[Raw records]
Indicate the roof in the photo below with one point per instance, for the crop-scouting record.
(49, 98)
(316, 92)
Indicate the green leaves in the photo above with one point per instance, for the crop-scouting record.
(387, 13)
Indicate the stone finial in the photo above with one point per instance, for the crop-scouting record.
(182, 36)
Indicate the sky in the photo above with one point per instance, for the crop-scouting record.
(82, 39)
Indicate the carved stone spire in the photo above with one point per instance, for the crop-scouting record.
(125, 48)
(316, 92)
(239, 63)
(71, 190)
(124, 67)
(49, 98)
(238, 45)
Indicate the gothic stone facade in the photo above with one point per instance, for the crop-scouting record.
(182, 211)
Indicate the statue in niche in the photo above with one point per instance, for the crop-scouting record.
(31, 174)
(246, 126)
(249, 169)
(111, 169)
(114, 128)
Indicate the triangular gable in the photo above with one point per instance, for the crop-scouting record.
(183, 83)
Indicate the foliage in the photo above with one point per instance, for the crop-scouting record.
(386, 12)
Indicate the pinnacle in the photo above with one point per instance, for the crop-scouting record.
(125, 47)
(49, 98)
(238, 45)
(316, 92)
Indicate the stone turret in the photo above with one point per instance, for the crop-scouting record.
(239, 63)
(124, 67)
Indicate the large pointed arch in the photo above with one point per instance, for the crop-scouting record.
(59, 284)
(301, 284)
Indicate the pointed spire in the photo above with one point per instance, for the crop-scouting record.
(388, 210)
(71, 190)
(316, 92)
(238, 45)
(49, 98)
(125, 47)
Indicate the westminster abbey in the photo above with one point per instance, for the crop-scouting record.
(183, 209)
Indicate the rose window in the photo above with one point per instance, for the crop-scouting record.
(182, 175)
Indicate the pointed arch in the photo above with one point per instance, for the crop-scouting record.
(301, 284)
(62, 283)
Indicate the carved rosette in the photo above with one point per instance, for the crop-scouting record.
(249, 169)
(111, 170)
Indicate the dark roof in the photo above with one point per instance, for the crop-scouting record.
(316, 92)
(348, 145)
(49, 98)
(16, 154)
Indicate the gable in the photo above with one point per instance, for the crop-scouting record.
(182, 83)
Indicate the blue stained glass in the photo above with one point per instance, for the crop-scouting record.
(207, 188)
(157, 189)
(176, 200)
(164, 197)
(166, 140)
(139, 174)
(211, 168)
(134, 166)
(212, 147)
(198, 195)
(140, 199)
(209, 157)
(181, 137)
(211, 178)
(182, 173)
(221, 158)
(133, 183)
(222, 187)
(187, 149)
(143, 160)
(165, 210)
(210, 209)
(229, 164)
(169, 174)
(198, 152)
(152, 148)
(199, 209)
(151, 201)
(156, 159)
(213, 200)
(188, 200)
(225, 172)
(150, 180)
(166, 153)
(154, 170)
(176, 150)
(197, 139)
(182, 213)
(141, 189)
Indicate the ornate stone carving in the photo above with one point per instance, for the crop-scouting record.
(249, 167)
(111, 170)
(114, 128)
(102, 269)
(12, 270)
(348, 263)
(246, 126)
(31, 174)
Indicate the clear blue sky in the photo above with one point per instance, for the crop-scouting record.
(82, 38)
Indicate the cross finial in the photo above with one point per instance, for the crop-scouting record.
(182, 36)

Exercise objective. Edit the material from the line containing "Indicate the carved rosette" through the end of the material, replacing each "crop-scouting record" with "site inspection record" and leaving everything else unchanged, then return only those lines.

Task answer.
Indicate the carved rosette in the photo above with one point per instance, for the site inspection record.
(249, 169)
(111, 170)
Indicate the dark roof in the photo above with one point per instance, for the site inspection record.
(316, 92)
(348, 145)
(49, 98)
(16, 154)
Indicate the gable in the photo above with one point per instance, for the site inspection record.
(182, 83)
Indicate the blue stained glass in the photo above with one point per instance, for the site inspection record.
(207, 188)
(157, 189)
(176, 200)
(164, 197)
(166, 140)
(139, 174)
(211, 168)
(134, 166)
(212, 147)
(198, 195)
(140, 199)
(209, 157)
(181, 137)
(211, 178)
(182, 173)
(221, 158)
(133, 183)
(222, 187)
(187, 149)
(143, 160)
(165, 210)
(210, 209)
(229, 164)
(169, 174)
(198, 152)
(152, 148)
(199, 209)
(151, 201)
(156, 159)
(213, 200)
(188, 200)
(225, 172)
(150, 180)
(166, 153)
(154, 170)
(176, 150)
(197, 139)
(182, 213)
(141, 189)
Indicate the ornate stone carving in the photo above with one point per instance, for the site inspection record.
(249, 167)
(111, 170)
(114, 128)
(102, 269)
(12, 270)
(348, 263)
(246, 126)
(31, 174)
Indicate the clear blue sky in the photo above with one point per instance, for the site inspection record.
(82, 38)
Indicate the cross finial in the photo above with one point per instance, for the site inspection record.
(182, 36)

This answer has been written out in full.